• [Text shown]
Yury Vasilyevich Yakovlev (; 25 April 1928 – 30 November 2013) was a Soviet and Russian actor. He was awarded the honorary title of People's Artist of the USSR in 1976.

Main works 

Yury Yakovlev is best known for his roles in late Soviet film, particularly for his roles in Eldar Ryazanov's and Leonid Gaidai's comedies. Yakovlev's most popular comedic roles in Eldar Ryazanov's films are Poruchik Rzhevsky in Hussar Ballad (1962), Ippolit in The Irony of Fate (1976), and comic roles of the tsar Ivan the Terrible and his namesake Ivan Vasilevich Bunsha in Leonid Gaidai's comedy Ivan Vasilievich: Back to the Future (1973). He also played dramatic roles, such as inimitable complicated psychological role of the Prince Myshkin in The Idiot (1958), and other cinema roles (Dangerous turn, Earthly Love movies). He was the leading artist of the Vakhtangov Theater during its heyday.

Life and career

The early years 
From a young age he was fond of acting and theatre. At the turn of the 1940s, he studied acting at Shchukin Theatrical School of Vakhtangov Theatre in Moscow starting to work as an actor at Vakhtangov Theatre.

Theatrical career 
Yakovlev joined the ensemble of the Vakhtangov Theatre in 1952. He played over seventy roles onstage, including Casanova in Three Ages of Casanova, Duke Bolingbroke in Glass of Water, and Prokofiev in Lessons of Master.

• [Recorded information]

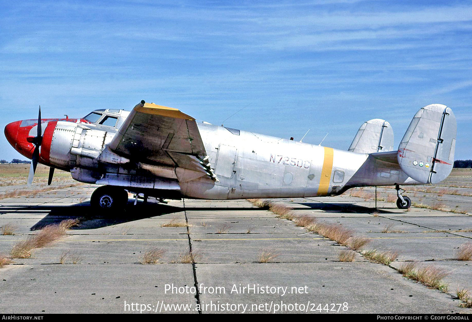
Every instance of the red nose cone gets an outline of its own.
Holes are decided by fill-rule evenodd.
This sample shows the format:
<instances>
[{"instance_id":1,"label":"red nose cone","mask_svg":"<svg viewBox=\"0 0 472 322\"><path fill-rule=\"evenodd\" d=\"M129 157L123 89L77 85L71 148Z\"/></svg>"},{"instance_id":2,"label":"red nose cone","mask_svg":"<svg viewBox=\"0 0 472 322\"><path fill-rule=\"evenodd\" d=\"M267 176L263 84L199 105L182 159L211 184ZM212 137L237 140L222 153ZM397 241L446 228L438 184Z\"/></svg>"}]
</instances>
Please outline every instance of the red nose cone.
<instances>
[{"instance_id":1,"label":"red nose cone","mask_svg":"<svg viewBox=\"0 0 472 322\"><path fill-rule=\"evenodd\" d=\"M18 136L18 129L20 127L21 121L12 122L7 124L5 127L5 136L11 146L16 148L17 137Z\"/></svg>"}]
</instances>

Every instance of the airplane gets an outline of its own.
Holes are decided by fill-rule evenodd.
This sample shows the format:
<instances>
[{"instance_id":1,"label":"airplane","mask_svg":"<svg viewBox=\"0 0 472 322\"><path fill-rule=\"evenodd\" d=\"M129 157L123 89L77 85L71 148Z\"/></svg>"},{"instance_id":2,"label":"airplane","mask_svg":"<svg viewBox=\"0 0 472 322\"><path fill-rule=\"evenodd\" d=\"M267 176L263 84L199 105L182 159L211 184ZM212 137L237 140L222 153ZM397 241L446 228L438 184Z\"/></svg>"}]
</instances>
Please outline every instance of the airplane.
<instances>
[{"instance_id":1,"label":"airplane","mask_svg":"<svg viewBox=\"0 0 472 322\"><path fill-rule=\"evenodd\" d=\"M449 107L415 114L397 149L392 127L375 119L359 128L348 151L214 125L178 109L142 100L131 112L97 109L80 119L13 122L8 142L38 163L100 185L90 203L122 209L136 199L229 200L334 196L354 187L395 186L398 208L411 205L400 185L436 184L450 173L457 126ZM403 191L400 192L400 190Z\"/></svg>"}]
</instances>

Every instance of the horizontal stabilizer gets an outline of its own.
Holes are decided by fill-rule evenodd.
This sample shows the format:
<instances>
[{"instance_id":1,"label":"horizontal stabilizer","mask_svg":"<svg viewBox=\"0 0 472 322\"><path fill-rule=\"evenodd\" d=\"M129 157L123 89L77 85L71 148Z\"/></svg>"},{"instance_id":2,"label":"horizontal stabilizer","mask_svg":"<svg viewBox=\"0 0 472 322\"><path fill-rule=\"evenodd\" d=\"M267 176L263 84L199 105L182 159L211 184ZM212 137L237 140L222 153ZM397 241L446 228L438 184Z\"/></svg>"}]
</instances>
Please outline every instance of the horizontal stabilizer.
<instances>
[{"instance_id":1,"label":"horizontal stabilizer","mask_svg":"<svg viewBox=\"0 0 472 322\"><path fill-rule=\"evenodd\" d=\"M457 125L452 110L431 104L415 114L398 146L402 170L421 183L435 184L449 175L454 164Z\"/></svg>"},{"instance_id":2,"label":"horizontal stabilizer","mask_svg":"<svg viewBox=\"0 0 472 322\"><path fill-rule=\"evenodd\" d=\"M374 153L393 150L393 130L384 120L374 119L364 122L357 131L348 151L356 153Z\"/></svg>"}]
</instances>

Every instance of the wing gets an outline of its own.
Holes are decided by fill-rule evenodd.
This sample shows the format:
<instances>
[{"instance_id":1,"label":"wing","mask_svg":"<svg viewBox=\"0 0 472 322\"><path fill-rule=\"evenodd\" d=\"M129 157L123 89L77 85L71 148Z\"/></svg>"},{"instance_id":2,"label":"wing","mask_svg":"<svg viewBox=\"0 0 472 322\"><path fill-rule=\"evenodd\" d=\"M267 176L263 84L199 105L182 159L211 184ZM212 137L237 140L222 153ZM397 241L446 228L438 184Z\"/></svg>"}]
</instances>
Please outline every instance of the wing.
<instances>
[{"instance_id":1,"label":"wing","mask_svg":"<svg viewBox=\"0 0 472 322\"><path fill-rule=\"evenodd\" d=\"M217 180L195 119L176 108L141 101L109 146L134 161L178 167Z\"/></svg>"}]
</instances>

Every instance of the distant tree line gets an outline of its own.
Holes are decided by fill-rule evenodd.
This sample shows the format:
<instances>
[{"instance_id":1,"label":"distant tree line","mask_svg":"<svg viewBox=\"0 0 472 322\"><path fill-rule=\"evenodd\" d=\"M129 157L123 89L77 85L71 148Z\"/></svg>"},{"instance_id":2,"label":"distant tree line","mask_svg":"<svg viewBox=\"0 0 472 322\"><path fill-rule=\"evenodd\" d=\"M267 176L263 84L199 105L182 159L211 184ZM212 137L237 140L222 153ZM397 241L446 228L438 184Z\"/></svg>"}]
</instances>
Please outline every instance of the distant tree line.
<instances>
[{"instance_id":1,"label":"distant tree line","mask_svg":"<svg viewBox=\"0 0 472 322\"><path fill-rule=\"evenodd\" d=\"M456 160L454 168L472 168L472 160Z\"/></svg>"},{"instance_id":2,"label":"distant tree line","mask_svg":"<svg viewBox=\"0 0 472 322\"><path fill-rule=\"evenodd\" d=\"M19 159L14 159L11 162L8 162L5 160L0 160L0 163L31 163L30 160L20 160Z\"/></svg>"}]
</instances>

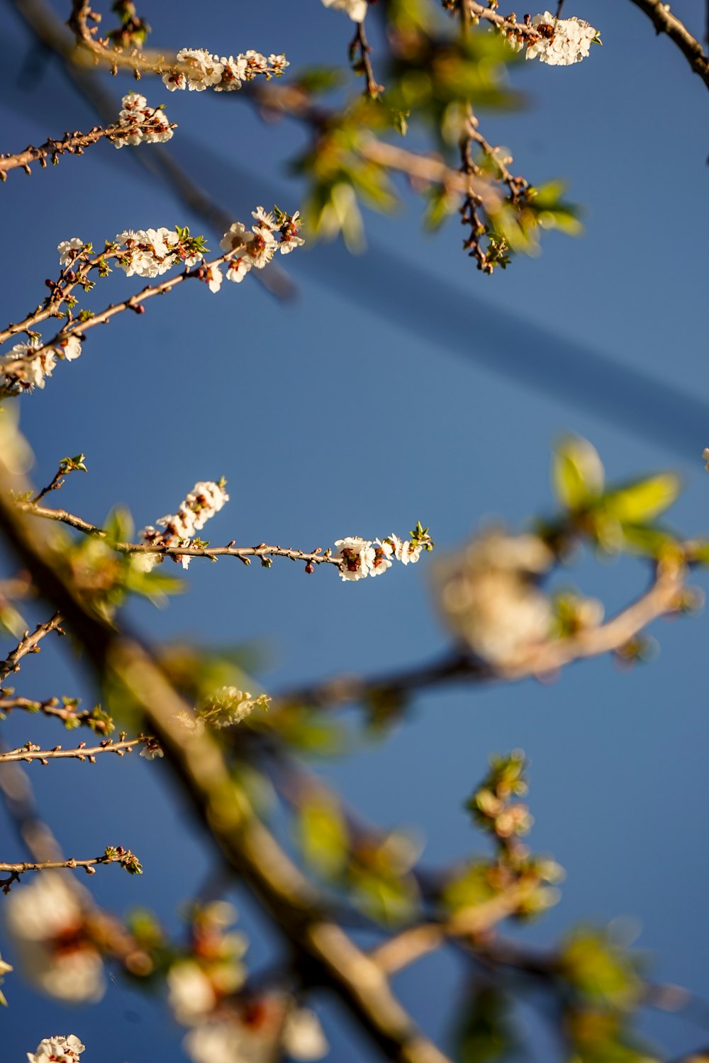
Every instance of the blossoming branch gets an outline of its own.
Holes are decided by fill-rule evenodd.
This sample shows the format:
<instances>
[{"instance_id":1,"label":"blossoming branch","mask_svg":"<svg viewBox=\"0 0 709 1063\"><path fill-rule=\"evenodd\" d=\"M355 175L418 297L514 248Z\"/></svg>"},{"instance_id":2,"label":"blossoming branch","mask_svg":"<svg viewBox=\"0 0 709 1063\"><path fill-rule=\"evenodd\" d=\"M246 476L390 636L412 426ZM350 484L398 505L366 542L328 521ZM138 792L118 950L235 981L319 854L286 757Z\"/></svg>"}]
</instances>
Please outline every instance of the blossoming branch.
<instances>
[{"instance_id":1,"label":"blossoming branch","mask_svg":"<svg viewBox=\"0 0 709 1063\"><path fill-rule=\"evenodd\" d=\"M126 144L164 144L172 137L176 124L167 120L162 107L149 107L145 96L129 92L123 97L122 104L118 121L105 129L95 125L88 133L65 133L61 140L50 137L38 148L30 146L14 155L0 155L0 181L6 181L7 171L17 168L31 173L30 165L34 162L38 162L44 169L48 158L51 158L52 166L56 166L64 154L83 155L85 148L102 137L116 148Z\"/></svg>"},{"instance_id":2,"label":"blossoming branch","mask_svg":"<svg viewBox=\"0 0 709 1063\"><path fill-rule=\"evenodd\" d=\"M138 99L141 100L142 97ZM64 269L56 283L49 282L50 296L45 305L0 334L0 342L19 332L29 336L27 341L16 343L9 355L0 358L0 396L3 392L14 394L32 391L35 387L44 388L45 378L51 376L57 358L72 361L81 355L81 344L87 330L109 321L126 309L141 314L142 303L147 299L171 291L182 281L191 277L203 281L209 291L216 292L219 291L224 275L227 281L238 284L251 269L264 269L268 266L276 252L288 254L305 242L299 236L301 221L298 210L288 215L275 207L272 214L259 206L253 212L253 217L256 224L251 232L247 231L242 222L234 222L221 240L223 254L209 263L204 259L208 250L204 237L190 236L186 227L125 230L115 240L106 241L104 251L94 256L92 246L84 243L79 237L63 240L57 251ZM90 291L95 282L89 273L96 271L99 279L107 276L112 272L109 260L114 260L126 276L135 274L153 279L178 265L183 265L185 271L159 285L144 288L141 292L121 303L111 304L100 314L85 309L74 317L72 310L77 306L77 299L72 293L73 289L79 285L84 291ZM199 267L189 272L198 264ZM220 269L222 264L226 264L225 274ZM66 306L66 309L61 309L62 306ZM56 336L44 341L32 330L32 325L48 317L66 317L68 321Z\"/></svg>"}]
</instances>

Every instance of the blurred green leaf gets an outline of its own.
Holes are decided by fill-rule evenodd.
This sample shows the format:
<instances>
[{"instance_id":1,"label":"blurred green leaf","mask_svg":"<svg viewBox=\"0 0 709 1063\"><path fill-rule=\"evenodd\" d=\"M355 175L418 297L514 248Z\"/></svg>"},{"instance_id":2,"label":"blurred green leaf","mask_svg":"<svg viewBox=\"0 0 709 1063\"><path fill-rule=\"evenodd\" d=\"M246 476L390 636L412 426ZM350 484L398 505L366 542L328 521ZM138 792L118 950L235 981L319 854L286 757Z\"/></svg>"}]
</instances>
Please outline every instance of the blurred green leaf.
<instances>
[{"instance_id":1,"label":"blurred green leaf","mask_svg":"<svg viewBox=\"0 0 709 1063\"><path fill-rule=\"evenodd\" d=\"M455 1041L460 1063L497 1063L518 1048L510 1001L495 985L473 986L463 1000Z\"/></svg>"},{"instance_id":2,"label":"blurred green leaf","mask_svg":"<svg viewBox=\"0 0 709 1063\"><path fill-rule=\"evenodd\" d=\"M631 1008L642 992L631 958L604 930L575 930L559 950L558 971L590 1003Z\"/></svg>"},{"instance_id":3,"label":"blurred green leaf","mask_svg":"<svg viewBox=\"0 0 709 1063\"><path fill-rule=\"evenodd\" d=\"M325 878L336 878L349 859L350 832L338 803L314 790L300 803L298 836L307 862Z\"/></svg>"},{"instance_id":4,"label":"blurred green leaf","mask_svg":"<svg viewBox=\"0 0 709 1063\"><path fill-rule=\"evenodd\" d=\"M680 489L676 473L658 473L609 491L604 495L603 506L622 524L644 524L669 509Z\"/></svg>"},{"instance_id":5,"label":"blurred green leaf","mask_svg":"<svg viewBox=\"0 0 709 1063\"><path fill-rule=\"evenodd\" d=\"M554 449L554 491L572 512L586 508L601 495L605 482L603 462L591 443L580 436L562 439Z\"/></svg>"}]
</instances>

• [Exercise set]
• A. In the Yakovlev biography, can you transcribe the part that opens with the words containing "The early years" and closes with "Lessons of Master."?
• B. Can you summarize the Yakovlev biography in two sentences?
• C. How would you render this sentence from the Yakovlev biography in Spanish: "Yakovlev joined the ensemble of the Vakhtangov Theatre in 1952."

• [List of solutions]
• A.
The early years 
From a young age he was fond of acting and theatre. At the turn of the 1940s, he studied acting at Shchukin Theatrical School of Vakhtangov Theatre in Moscow starting to work as an actor at Vakhtangov Theatre.

Theatrical career 
Yakovlev joined the ensemble of the Vakhtangov Theatre in 1952. He played over seventy roles onstage, including Casanova in Three Ages of Casanova, Duke Bolingbroke in Glass of Water, and Prokofiev in Lessons of Master.

• B. Yury Yakovlev (1928–2013) was a Soviet and Russian actor, named People's Artist of the USSR in 1976, best known for comic film roles such as Ippolit in Eldar Ryazanov's The Irony of Fate and for dramatic parts like Prince Myshkin in The Idiot. Trained at the Shchukin Theatrical School, he joined the Vakhtangov Theatre in 1952 and played over seventy roles onstage.

• C. Yakovlev se unió a la compañía del Teatro Vajtángov en 1952.